EXCERTO DO TEXTO:
################
Começou por tirar os dois do seu caminho, mas sobrou Johan Esteban Chaves, que na derradeira etapa de montanha nunca pareceu ter realmente hipótese de fazer frente a um Nibali renascido e que assim garantiu o seu segundo Giro e a quarta grande volta. Em dois dias passou de 4:43 de desvantagem, para 52 segundos à frente.
Em três semanas viu-se o pior de Nibali e o melhor. E agora? A vitória dar-lhe-á de novo algum estatuto, principalmente em não ter de ajudar Aru no Tour, podendo talvez apontar à Vuelta. Se tivesse perdido, poderia ter sofrido a humilhação de ser o braço-direito de um colega de equipa que é mais um rival. Um dos objectivos é o ouro Olímpico e o triunfo no Giro permite-lhe recuperar alguma da confiança eventualmente perdida.
E depois há a questão do contrato. Nibali termina este ano com a Astana e tudo indica que está de partida. Vinokourov apressou-se a dizer que espera que o italiano pondere renovar. Politicamente correcto? Talvez. A relação entre os dois já teve melhores dias e Nibali estará mesmo com vontade de mudar de ares. O triunfo no Giro dá-lhe poder de negociação e se realmente se confirmar a criação da equipa do Bahrain, haverá muitas pedidos a aceder para contar com o Tubarão, pois outros conjuntos não se importarão nada em contratar o italiano.
Demasiado para Chaves, desilusão para Kruijswijk, alegria para Valverde
Era uma oportunidade única que quase lhe caiu no colo, mas Chaves (Orica-GreenEDGE) não demorou muito a mostrar que não tinha capacidade para controlar Nibali. Na 20ª etapa, com três contagens de primeira categoria e uma de terceira na meta em Sant'Anna di Vinadio, foi preciso esperar pelos últimos 18 quilómetros dos 134 quilómetros para finalmente ver Nibali atacar e deixar Chaves para trás. Nem a ajuda de Rigoberto Uran (compatriota, mas da Cannondale) salvou Chaves. Ele sabia, de tal forma que foi um honrado perdedor: "É só uma corrida de bicicletas." E ainda vamos muito deste colombiano em provas de três semanas, principalmente quando a Orica tiver ciclistas para o apoiar.
################
CONJUNTO DE REGISTOS:

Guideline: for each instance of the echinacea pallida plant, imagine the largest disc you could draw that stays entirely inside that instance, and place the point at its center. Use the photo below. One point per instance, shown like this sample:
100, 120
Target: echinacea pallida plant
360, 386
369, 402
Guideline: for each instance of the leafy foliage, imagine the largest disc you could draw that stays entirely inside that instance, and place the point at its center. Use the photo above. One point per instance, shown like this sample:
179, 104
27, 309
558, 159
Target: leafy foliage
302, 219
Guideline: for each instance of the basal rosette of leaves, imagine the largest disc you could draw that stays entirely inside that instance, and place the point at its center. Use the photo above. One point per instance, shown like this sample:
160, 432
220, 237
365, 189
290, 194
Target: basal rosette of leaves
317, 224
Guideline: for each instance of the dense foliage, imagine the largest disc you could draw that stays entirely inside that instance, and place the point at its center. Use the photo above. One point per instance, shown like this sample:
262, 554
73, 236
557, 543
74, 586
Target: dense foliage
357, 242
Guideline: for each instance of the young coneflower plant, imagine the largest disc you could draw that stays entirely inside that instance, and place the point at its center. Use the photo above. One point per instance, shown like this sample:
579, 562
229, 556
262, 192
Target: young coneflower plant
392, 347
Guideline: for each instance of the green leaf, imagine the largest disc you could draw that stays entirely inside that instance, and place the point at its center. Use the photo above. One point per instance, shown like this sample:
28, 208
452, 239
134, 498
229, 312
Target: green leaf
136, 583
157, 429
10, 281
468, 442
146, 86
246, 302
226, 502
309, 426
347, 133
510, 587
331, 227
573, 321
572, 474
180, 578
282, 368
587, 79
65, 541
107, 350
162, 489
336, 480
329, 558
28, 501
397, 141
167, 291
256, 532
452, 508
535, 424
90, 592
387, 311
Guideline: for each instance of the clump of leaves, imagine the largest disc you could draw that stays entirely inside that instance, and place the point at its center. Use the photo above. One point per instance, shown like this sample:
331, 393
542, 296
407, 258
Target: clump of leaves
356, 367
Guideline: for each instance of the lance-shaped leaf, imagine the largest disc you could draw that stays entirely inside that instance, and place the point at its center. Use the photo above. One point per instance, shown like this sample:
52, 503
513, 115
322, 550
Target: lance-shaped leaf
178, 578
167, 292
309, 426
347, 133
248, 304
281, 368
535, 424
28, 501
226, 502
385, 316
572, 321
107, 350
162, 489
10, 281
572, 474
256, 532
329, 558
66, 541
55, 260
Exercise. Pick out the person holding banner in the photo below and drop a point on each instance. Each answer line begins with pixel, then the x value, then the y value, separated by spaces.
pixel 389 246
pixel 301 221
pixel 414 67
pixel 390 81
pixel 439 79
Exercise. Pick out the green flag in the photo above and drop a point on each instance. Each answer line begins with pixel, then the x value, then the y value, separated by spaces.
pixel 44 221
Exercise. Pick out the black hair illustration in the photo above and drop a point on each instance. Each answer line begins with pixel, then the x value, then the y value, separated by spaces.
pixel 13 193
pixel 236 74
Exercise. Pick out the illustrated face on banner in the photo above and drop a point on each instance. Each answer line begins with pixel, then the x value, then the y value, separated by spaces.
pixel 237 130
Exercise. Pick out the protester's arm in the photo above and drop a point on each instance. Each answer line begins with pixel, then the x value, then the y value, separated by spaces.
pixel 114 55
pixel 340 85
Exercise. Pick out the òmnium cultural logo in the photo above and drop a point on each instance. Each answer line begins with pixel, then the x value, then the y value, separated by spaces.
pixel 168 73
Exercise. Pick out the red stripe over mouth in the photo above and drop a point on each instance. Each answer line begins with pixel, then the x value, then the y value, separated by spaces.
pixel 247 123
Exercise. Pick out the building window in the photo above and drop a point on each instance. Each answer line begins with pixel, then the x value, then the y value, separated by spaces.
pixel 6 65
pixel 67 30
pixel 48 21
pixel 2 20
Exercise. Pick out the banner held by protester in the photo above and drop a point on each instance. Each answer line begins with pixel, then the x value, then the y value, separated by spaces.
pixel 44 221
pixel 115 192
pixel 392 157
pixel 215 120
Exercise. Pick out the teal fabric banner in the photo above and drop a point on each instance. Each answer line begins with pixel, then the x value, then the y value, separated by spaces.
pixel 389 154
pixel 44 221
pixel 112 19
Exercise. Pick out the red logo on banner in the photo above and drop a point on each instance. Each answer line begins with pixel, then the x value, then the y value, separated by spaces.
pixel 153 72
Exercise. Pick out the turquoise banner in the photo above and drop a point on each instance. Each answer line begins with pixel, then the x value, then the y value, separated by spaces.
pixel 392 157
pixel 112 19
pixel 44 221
################
PROBLEMAS A RESOLVER:
A. Segundo o texto sobre a vitória de Nibali no Giro, que importância tem essa vitória para a posição dele na equipa? Explica em uma a três frases.
B. Devolve o trecho do texto sobre a vitória de Nibali no Giro que abre com as palavras "Em três semanas" e fecha com "confiança eventualmente perdida.".

AS RESPOSTAS:
A. A vitória devolve a Nibali algum estatuto, sobretudo para não ter de ajudar Aru no Tour, podendo talvez apontar à Vuelta. Se tivesse perdido, arriscava a humilhação de ser o braço-direito de um colega de equipa que é também um rival.

B.
Em três semanas viu-se o pior de Nibali e o melhor. E agora? A vitória dar-lhe-á de novo algum estatuto, principalmente em não ter de ajudar Aru no Tour, podendo talvez apontar à Vuelta. Se tivesse perdido, poderia ter sofrido a humilhação de ser o braço-direito de um colega de equipa que é mais um rival. Um dos objectivos é o ouro Olímpico e o triunfo no Giro permite-lhe recuperar alguma da confiança eventualmente perdida.